Rows from a point labeling set
------------------------------------------------------------
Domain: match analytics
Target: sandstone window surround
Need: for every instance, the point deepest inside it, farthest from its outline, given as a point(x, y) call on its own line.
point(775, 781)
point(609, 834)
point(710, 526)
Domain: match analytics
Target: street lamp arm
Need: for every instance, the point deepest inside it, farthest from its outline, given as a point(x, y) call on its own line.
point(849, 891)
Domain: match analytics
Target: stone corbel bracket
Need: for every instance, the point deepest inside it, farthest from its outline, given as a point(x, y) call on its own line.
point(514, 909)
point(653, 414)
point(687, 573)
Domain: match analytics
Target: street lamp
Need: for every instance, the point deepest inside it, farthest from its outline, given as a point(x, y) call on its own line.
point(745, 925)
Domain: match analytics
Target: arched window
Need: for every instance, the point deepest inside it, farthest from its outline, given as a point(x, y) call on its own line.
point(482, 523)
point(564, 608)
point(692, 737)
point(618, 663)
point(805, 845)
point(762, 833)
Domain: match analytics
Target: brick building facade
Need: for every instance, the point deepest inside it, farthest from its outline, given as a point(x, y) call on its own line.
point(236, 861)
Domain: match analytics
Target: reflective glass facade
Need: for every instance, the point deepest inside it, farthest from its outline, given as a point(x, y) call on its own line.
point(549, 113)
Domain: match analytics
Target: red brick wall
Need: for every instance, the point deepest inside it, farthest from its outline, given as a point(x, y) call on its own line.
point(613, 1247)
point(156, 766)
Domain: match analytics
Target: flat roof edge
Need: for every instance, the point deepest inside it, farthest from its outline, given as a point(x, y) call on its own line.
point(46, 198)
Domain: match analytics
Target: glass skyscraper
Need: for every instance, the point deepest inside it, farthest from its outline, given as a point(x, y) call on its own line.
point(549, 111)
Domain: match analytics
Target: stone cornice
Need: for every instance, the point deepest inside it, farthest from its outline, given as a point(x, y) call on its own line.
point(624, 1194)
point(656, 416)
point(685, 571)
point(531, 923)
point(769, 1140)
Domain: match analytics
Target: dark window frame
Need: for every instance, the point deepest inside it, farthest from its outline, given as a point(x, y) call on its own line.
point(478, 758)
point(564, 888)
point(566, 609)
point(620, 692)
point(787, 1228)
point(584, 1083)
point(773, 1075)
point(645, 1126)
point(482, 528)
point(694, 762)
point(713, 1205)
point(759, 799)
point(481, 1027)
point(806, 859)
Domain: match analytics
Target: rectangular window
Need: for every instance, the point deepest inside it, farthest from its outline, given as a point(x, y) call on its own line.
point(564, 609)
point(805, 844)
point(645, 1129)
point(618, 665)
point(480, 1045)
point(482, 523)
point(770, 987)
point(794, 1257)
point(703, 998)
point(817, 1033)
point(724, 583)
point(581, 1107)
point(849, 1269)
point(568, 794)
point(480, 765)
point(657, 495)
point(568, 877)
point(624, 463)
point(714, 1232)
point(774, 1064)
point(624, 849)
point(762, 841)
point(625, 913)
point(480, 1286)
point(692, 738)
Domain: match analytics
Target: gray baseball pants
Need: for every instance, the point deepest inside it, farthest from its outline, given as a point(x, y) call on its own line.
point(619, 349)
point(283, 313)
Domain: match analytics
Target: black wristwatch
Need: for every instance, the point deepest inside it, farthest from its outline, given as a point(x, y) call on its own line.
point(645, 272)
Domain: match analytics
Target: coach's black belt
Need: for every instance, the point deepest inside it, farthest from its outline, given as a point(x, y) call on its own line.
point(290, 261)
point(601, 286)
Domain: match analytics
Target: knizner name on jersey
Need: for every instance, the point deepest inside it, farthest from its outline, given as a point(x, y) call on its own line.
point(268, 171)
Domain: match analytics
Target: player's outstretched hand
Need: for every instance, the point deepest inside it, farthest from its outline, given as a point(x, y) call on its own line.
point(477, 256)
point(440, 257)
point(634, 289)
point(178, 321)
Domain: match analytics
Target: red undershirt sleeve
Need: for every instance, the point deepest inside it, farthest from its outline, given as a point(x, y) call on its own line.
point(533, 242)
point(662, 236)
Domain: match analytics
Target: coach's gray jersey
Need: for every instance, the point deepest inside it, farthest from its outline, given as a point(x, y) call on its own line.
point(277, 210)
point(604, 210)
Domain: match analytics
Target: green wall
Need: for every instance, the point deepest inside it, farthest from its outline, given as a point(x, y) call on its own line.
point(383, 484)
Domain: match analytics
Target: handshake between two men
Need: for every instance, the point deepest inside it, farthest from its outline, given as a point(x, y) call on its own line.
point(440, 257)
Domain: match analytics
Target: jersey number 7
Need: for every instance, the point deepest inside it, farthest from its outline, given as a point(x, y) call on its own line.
------------------------------------------------------------
▶ _What you have to do_
Rewrite every line from the start of the rows above through the line that contains "point(236, 861)", requests included, shifting each coordinate in the answers by adding 51 to it.

▶ _Complete output_
Domain: match analytics
Target: sandstone window surround
Need: for every instance, the point deepest inside it, farthest from its outline, given as a point(x, y) call on its own line.
point(826, 832)
point(660, 885)
point(761, 577)
Domain: match analytics
Target: street lamp arm
Need: for every instance, the point deepest inside it, farthest from its outline, given as a point(x, y) call on its own line.
point(900, 942)
Domain: match analytics
Target: stone corbel bracket
Need: for every instance, the point deepest inside it, farthest from its outline, given as a point(x, y) call on its own line.
point(565, 960)
point(704, 465)
point(738, 624)
Domain: match analytics
Target: street lamp
Need: for every instance, the point deepest inside it, farthest from its outline, given as a point(x, y) call on its own line.
point(796, 976)
Domain: match analytics
Target: arched window
Need: for every instance, the point deepest inside it, farthest from its outline, given as a point(x, y) call on its own line.
point(533, 574)
point(615, 659)
point(743, 788)
point(669, 714)
point(856, 896)
point(813, 884)
Domain: match analytics
Target: brick building facade
Need: for every instance, the point deepest inside it, farthest from its outline, given as a point(x, y) call on its own line.
point(287, 912)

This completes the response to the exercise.